EXERCISE DIRECTIONS: Copy every line of the data exactly, keeping out any picture.

RECORDED DATA:
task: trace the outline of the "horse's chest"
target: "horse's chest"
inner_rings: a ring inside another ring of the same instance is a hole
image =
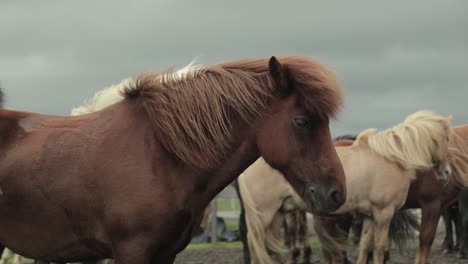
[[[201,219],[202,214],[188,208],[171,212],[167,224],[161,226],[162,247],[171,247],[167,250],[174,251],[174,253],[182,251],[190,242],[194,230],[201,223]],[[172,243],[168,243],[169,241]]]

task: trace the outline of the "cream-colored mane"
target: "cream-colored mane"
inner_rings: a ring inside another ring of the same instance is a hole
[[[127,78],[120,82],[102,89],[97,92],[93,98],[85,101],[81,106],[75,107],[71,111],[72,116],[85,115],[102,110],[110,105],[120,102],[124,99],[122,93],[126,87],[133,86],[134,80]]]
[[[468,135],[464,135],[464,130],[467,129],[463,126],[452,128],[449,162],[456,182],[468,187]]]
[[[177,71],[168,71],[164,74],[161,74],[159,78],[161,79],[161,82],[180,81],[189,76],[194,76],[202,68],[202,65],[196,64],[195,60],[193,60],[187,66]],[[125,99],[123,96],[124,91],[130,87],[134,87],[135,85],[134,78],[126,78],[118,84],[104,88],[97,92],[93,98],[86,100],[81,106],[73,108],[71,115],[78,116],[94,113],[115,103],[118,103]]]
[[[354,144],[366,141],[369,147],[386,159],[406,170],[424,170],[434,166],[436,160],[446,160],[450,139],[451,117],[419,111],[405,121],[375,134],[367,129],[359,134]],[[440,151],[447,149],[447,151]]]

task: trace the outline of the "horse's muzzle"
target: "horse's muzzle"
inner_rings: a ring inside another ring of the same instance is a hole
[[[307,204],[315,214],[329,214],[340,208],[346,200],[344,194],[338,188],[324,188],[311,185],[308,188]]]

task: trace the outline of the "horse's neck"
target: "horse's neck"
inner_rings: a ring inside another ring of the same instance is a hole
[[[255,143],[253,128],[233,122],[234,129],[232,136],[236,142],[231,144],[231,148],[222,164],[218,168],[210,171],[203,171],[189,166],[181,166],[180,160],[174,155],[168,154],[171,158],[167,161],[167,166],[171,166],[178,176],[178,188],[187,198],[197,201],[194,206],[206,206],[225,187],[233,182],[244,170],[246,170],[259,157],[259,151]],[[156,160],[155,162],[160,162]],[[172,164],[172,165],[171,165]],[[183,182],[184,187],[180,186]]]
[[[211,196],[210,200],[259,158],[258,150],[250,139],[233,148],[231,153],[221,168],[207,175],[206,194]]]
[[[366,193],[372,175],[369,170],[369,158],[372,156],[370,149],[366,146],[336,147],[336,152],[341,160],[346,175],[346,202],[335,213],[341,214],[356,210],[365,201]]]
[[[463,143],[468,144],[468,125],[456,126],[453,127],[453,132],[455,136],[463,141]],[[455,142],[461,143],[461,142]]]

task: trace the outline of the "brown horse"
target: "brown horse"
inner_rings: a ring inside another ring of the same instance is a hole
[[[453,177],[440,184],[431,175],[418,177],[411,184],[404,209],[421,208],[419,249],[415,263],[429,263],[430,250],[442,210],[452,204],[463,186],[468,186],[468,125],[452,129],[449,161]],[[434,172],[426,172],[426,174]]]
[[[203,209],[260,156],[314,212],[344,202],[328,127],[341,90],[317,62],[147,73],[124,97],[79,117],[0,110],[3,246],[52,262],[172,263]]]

EXPECTED ANSWER:
task: trace the outline of the "horse's chest"
target: "horse's chest"
inner_rings: a ring inside another ring of the same instance is a hole
image =
[[[201,219],[202,214],[188,208],[171,212],[167,224],[161,226],[162,247],[171,247],[167,250],[174,251],[174,253],[182,251],[190,242],[194,230],[201,223]],[[172,243],[168,243],[169,241]]]

task: trace the outline of the "cream-colored mane"
target: "cream-colored mane"
inner_rings: a ring inside another ring of the same instance is a hole
[[[127,78],[120,82],[102,89],[97,92],[93,98],[85,101],[81,106],[75,107],[71,111],[72,116],[85,115],[102,110],[110,105],[120,102],[124,99],[122,93],[126,87],[133,86],[134,80]]]
[[[468,135],[464,135],[464,130],[467,129],[463,126],[452,128],[449,162],[456,182],[468,187]]]
[[[177,71],[168,71],[164,74],[161,74],[159,78],[161,79],[161,82],[180,81],[189,76],[194,76],[202,68],[202,65],[196,64],[195,60],[193,60],[187,66]],[[125,99],[123,96],[124,91],[130,87],[134,87],[135,85],[134,78],[126,78],[118,84],[104,88],[97,92],[93,98],[86,100],[81,106],[73,108],[71,115],[78,116],[94,113],[115,103],[118,103]]]
[[[354,144],[366,141],[369,147],[386,159],[406,170],[424,170],[434,166],[436,160],[446,160],[450,139],[451,117],[419,111],[405,121],[375,134],[367,129],[359,134]],[[440,151],[447,149],[447,151]]]

task: trace the outline of the "horse's muzzle"
target: "horse's muzzle"
inner_rings: a ring inside another ring of the same instance is a hole
[[[307,204],[315,214],[329,214],[340,208],[346,200],[344,194],[338,188],[324,188],[311,185],[308,188]]]

task: trace the outline of the "horse's neck"
target: "horse's neck"
inner_rings: a ring inside another ring of the same instance is a hole
[[[255,143],[253,128],[233,122],[234,129],[232,136],[236,142],[231,144],[231,148],[222,164],[218,168],[210,171],[203,171],[189,166],[181,166],[180,160],[174,155],[168,154],[171,158],[167,161],[167,166],[171,166],[178,176],[178,188],[187,198],[197,201],[194,206],[206,206],[225,187],[233,182],[244,170],[246,170],[259,157],[259,151]],[[156,160],[155,162],[160,162]],[[172,164],[172,165],[171,165]],[[183,182],[184,187],[180,186]]]
[[[211,196],[210,200],[259,158],[258,150],[250,139],[233,148],[231,153],[221,168],[207,175],[206,194]]]
[[[366,193],[372,175],[369,170],[369,158],[372,156],[370,149],[366,146],[336,147],[336,152],[341,160],[346,175],[346,202],[335,213],[341,214],[356,210],[365,201]]]
[[[463,143],[468,144],[468,125],[456,126],[453,127],[453,132],[455,136],[463,141]],[[455,142],[461,143],[461,142]]]

task: trace the outline of the "brown horse"
target: "brown horse"
inner_rings: a ring inside another ring of the same instance is a hole
[[[453,177],[440,184],[431,175],[418,177],[411,184],[404,209],[421,208],[419,249],[415,263],[429,263],[430,250],[442,210],[452,204],[463,186],[468,186],[468,125],[452,129],[449,161]],[[434,172],[426,172],[426,174]]]
[[[203,209],[260,156],[314,212],[344,202],[328,127],[341,90],[317,62],[147,73],[124,97],[79,117],[0,110],[3,246],[52,262],[172,263]]]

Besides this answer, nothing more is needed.